Com efeito, independentemente da posição que se adopte sobre a natureza jurídica dos actos de repercussão, quanto a se saber se são atos que integram uma relação jurídico-tributária complexa ou se são um fenómeno económico de natureza estritamente privada, é certo é que aqueles não são actos tributários em sentido lato, porque não envolvem o apuramento da matéria colectável/tributável através da aplicação de uma norma tributária substantiva a um caso concreto e muito menos atos tributários de liquidação stricto sensu, que tornam certa, líquida e exigível a obrigação tributária através da operação aritmética de aplicação da taxa legal à matéria tributável previamente determinada (Neste sentido, vide SERENA CABRITA NETO e CARLA CASTELO TRINDADE, Contencioso Tributário, vol. I, Almedina, 2017, p. 278).

Este é o entendimento que vem sendo seguido de forma uniforme pela jurisprudência, que se pronunciou sobre esta questão nos processos arbitrais n.º 296/2023-T, 375/2023-T, 332/2023-T e 408/2023-T. A título de exemplo, no acórdão proferido em 1 de Fevereiro de 2024, no processo n.º 296/2023-T, decidiu-se que:

 “Como os Colectivos que decidiram os processos n.ºs 408/2023-T e 375/2023-T, o presente Tribunal arbitral entende que não tem competências para apreciar directamente – e sem mais – actos de repercussão. Ainda que se possam integrar numa relação tributária complexa, tais actos ocorrem a jusante dos actos de liquidação e a competência que o legislador atribuiu aos tribunais arbitrais esgota-se – no que ao caso importa – na sindicância dos actos de liquidação. Isso decorre directamente das normas legais, mas corresponde também ao ensinamento da doutrina: Alberto Xavier, distinguindo a substituição tributária da repercussão, escrevia que nesta temos “um devedor de imposto, que é do mesmo passo contribuinte, e um terceiro que não desempenha qualquer papel na obrigação tributária.”

Para Leite de Campos/Benjamim Rodrigues/Lopes de Sousa, entre o terceiro repercutido “e o sujeito activo não existe vínculo jurídico, no sentido de que o repercutido não é devedor do sujeito activo. A sua obrigação não nasce da realização do facto tributário, mas sim da realização de um facto ao qual a lei liga o direito de o sujeito passivo de repercutir e a correlativa obrigação do repercutido de reembolsar o sujeito passivo quando este exerça o seu direito. Daqui decorre, nomeadamente, que as relações entre o sujeito passivo e o repercutido inadimplente se regem pelo Direito privado.”

*-*-*

OBJETIVO INDICADO A> Devolve sem alterações o trecho do texto sobre a repercussão de impostos que começa nas palavras "Com efeito, independentemente" e termina depois de "2017, p. 278).".

*-*-*

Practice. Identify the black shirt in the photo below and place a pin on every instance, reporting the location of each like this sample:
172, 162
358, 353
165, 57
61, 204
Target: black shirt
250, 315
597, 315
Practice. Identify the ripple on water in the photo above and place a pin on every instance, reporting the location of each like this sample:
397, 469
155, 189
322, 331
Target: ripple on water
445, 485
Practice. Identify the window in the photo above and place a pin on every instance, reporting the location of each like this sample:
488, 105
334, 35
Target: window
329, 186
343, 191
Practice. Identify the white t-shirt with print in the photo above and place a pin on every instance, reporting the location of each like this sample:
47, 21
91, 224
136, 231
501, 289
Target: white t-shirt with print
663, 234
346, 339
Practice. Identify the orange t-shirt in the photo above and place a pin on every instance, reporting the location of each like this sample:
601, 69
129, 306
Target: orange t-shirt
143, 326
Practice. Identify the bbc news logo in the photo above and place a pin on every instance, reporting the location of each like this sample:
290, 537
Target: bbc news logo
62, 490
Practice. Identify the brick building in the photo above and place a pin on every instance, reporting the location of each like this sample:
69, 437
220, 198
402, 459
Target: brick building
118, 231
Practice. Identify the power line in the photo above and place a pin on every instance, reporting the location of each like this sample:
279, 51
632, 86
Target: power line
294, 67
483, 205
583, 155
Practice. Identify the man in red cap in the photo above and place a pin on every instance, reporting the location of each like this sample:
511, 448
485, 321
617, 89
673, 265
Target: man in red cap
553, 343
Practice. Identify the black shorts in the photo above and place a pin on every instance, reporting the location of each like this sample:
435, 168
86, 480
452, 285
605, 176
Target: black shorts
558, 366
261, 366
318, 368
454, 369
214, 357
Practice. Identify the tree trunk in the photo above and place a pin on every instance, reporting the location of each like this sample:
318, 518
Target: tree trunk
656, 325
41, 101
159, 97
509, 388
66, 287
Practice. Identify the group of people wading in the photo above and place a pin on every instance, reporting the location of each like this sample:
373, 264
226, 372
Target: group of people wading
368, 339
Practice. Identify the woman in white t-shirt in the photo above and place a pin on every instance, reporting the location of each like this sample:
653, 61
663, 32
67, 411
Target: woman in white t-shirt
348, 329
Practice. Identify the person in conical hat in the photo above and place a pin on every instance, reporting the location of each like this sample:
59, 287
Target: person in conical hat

*-*-*

OBJETIVO INDICADO B> Redimensiona apenas as linhas dos registos que começam na linha que contém "Practice. Identify the black shorts" e vão até ao fim dos registos, reescrevendo-as todas, pedidos incluídos. Multiplica por 2,25 as coordenadas das respostas, mas não os números dos pedidos nem os dos exemplos de formato, e arredonda a inteiros, com as metades para cima.

RESPOSTA CERTA A>
Com efeito, independentemente da posição que se adopte sobre a natureza jurídica dos actos de repercussão, quanto a se saber se são atos que integram uma relação jurídico-tributária complexa ou se são um fenómeno económico de natureza estritamente privada, é certo é que aqueles não são actos tributários em sentido lato, porque não envolvem o apuramento da matéria colectável/tributável através da aplicação de uma norma tributária substantiva a um caso concreto e muito menos atos tributários de liquidação stricto sensu, que tornam certa, líquida e exigível a obrigação tributária através da operação aritmética de aplicação da taxa legal à matéria tributável previamente determinada (Neste sentido, vide SERENA CABRITA NETO e CARLA CASTELO TRINDADE, Contencioso Tributário, vol. I, Almedina, 2017, p. 278).

RESPOSTA CERTA B>
Practice. Identify the black shorts in the photo above and place a pin on every instance, reporting the location of each like this sample:
435, 168
86, 480
452, 285
605, 176
Target: black shorts
1256, 824
587, 824
716, 828
1022, 830
482, 803
Practice. Identify the tree trunk in the photo above and place a pin on every instance, reporting the location of each like this sample:
318, 518
Target: tree trunk
1476, 731
92, 227
358, 218
1145, 873
149, 646
Practice. Identify the group of people wading in the photo above and place a pin on every instance, reporting the location of each like this sample:
373, 264
226, 372
Target: group of people wading
828, 763
Practice. Identify the woman in white t-shirt in the photo above and place a pin on every instance, reporting the location of each like this sample:
653, 61
663, 32
67, 411
Target: woman in white t-shirt
783, 740
Practice. Identify the person in conical hat in the photo above and place a pin on every instance, reporting the location of each like this sample:
59, 287
Target: person in conical hat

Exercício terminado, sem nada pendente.